◆ **Given instruction 1**
Which Bible passage does the sermon page below quote?

## Begin Source excerpt

The Third Sunday in Advent, Year C - December 11, 2016

The Reverend Amelie Wilmer Minor
Sermon Text: 

The Third Sunday of Advent

Year C

December 11, 2016

The Reverend Amelie Wilmer Minor


When John heard in prison what the Messiah was doing, he sent word by his disciples and said to him, “Are you the one who is to come, or are we to wait for another?” Jesus answered them, “Go and tell John what you hear and see: the blind receive their sight, the lame walk, the lepers are cleansed, the deaf hear, the dead are raised, and the poor have good news brought to them. And blessed is anyone who takes no offense at me.”

As they went away, Jesus began to speak to the crowds about John: “What did you go out into the wilderness to look at? A reed shaken by the wind? What then did you go out to see? Someone dressed in soft robes? Look, those who wear soft robes are in royal palaces. What then did you go out to see? A prophet? Yes, I tell you, and more than a prophet. This is the one about whom it is written,

‘See, I am sending my messenger ahead of you,
who will prepare your way before you.’

“Truly I tell you, among those born of women no one has arisen greater than John the Baptist; yet the least in the kingdom of heaven is greater than he.” (Matthew 11:2-11)

## End Source excerpt

◆ **Given instruction 2**
From the listing below, pull out every line that contains the string "kitchen". Matching is case-sensitive.

## Begin Data in this exercise

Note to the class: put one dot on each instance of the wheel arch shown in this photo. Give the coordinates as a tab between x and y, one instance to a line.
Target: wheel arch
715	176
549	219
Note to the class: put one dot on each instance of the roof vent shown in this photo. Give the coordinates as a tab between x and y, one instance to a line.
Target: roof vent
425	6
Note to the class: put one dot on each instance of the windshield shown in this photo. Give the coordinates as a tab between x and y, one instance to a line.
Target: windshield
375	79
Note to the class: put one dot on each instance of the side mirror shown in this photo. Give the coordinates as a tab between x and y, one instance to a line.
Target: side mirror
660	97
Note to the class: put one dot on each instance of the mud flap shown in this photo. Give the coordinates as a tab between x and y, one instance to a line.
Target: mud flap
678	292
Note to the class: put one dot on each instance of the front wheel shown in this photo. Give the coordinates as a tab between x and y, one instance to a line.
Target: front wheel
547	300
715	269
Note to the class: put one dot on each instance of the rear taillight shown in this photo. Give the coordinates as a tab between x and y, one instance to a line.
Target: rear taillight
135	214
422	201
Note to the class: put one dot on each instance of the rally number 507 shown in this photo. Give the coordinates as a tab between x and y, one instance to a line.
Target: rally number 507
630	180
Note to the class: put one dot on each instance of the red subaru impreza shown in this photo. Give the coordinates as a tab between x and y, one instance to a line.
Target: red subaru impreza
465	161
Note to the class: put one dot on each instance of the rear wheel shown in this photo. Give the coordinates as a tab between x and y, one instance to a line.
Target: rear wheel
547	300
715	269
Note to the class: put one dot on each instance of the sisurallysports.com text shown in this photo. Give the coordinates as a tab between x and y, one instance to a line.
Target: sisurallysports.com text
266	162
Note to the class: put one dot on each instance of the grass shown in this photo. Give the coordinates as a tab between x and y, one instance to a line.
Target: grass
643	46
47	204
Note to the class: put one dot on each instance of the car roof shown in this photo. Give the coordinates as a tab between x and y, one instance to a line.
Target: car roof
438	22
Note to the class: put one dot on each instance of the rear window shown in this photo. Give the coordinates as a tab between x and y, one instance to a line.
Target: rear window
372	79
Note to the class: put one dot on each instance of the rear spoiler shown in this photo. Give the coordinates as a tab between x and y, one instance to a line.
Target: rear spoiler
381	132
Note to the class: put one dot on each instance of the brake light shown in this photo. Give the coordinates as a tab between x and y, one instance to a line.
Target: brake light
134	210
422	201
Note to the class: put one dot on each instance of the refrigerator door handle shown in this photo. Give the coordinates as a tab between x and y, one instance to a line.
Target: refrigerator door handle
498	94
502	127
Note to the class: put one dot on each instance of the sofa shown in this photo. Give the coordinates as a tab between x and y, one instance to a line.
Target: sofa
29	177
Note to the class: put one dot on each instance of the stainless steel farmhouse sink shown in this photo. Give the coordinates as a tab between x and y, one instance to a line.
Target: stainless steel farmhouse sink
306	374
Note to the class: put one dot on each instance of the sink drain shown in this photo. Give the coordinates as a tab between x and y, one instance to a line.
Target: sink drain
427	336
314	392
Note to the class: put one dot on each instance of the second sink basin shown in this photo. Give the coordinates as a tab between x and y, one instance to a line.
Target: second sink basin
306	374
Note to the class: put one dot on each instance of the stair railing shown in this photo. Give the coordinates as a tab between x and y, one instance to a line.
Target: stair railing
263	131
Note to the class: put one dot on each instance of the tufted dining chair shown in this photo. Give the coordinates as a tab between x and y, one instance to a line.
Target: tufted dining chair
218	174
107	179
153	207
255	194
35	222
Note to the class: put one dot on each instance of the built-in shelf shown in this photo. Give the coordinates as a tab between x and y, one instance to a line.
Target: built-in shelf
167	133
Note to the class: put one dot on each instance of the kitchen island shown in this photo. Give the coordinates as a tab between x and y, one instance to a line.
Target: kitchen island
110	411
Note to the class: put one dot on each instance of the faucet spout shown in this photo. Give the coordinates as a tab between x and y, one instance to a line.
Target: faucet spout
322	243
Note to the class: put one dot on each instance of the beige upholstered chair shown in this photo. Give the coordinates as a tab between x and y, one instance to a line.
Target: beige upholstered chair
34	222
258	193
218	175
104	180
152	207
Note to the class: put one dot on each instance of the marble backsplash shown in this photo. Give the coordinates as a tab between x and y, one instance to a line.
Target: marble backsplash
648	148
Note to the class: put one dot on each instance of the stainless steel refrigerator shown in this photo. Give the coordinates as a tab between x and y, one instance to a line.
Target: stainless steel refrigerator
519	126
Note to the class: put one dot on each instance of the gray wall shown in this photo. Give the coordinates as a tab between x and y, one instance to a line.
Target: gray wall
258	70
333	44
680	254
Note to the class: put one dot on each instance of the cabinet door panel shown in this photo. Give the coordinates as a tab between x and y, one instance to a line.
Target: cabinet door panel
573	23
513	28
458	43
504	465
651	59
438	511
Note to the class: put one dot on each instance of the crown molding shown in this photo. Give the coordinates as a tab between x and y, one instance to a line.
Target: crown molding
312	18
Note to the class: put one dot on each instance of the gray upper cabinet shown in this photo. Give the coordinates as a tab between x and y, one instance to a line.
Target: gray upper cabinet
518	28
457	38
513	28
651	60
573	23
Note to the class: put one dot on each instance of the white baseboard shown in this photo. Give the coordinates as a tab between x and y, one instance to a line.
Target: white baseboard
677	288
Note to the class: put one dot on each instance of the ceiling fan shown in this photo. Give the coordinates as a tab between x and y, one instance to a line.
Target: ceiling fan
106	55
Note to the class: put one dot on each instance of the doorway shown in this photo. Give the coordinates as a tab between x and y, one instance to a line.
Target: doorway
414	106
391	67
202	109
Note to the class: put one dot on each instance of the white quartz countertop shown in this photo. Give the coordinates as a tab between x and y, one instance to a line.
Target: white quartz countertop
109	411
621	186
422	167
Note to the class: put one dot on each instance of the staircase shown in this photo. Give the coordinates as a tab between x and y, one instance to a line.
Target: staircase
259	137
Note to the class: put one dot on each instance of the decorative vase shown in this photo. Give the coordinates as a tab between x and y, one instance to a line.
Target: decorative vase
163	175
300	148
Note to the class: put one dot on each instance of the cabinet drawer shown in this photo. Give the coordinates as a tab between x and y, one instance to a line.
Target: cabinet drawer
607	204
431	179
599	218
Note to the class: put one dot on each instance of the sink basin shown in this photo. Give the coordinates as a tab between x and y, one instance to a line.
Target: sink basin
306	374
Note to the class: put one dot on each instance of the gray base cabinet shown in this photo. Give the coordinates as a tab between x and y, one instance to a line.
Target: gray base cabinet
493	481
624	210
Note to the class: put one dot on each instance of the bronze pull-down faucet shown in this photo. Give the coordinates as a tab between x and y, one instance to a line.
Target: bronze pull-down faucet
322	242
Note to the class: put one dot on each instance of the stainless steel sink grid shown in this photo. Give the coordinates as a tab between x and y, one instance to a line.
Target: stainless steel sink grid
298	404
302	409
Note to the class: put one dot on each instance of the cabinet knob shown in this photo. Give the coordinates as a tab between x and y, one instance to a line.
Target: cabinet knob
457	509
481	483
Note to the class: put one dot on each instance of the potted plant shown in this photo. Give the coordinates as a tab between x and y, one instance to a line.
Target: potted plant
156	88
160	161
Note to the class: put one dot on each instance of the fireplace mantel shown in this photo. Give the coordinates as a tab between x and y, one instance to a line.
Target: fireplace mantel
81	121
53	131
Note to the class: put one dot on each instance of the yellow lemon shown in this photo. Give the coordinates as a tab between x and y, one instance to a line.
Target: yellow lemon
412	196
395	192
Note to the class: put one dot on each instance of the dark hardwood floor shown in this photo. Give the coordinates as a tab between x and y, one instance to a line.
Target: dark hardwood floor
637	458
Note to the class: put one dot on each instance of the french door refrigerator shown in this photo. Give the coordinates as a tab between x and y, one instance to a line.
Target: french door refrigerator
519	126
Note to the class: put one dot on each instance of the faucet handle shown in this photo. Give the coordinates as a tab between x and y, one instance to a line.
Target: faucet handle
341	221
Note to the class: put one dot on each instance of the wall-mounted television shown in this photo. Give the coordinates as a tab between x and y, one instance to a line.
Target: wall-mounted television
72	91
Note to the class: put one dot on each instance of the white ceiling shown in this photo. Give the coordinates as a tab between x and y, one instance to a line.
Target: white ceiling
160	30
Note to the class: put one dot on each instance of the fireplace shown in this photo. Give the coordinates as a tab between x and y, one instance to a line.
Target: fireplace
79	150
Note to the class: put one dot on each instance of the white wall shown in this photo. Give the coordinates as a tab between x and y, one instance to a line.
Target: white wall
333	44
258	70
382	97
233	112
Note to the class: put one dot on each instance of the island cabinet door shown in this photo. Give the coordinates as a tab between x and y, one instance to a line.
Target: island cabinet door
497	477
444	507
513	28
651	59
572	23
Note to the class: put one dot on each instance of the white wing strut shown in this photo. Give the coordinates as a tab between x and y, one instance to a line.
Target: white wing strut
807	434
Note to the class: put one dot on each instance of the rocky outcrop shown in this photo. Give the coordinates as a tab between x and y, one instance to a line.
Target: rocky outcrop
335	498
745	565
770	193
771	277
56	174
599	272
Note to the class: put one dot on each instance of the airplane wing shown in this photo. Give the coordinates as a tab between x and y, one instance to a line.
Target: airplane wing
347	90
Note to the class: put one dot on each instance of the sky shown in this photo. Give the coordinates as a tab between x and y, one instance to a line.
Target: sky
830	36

## End Data in this exercise

◆ **Task output 1**
Matthew 11:2-11

◆ **Task output 2**
Note to the class: put one dot on each instance of the kitchen island shown in this photo. Give the coordinates as a tab between x and y, one instance to a line.
Target: kitchen island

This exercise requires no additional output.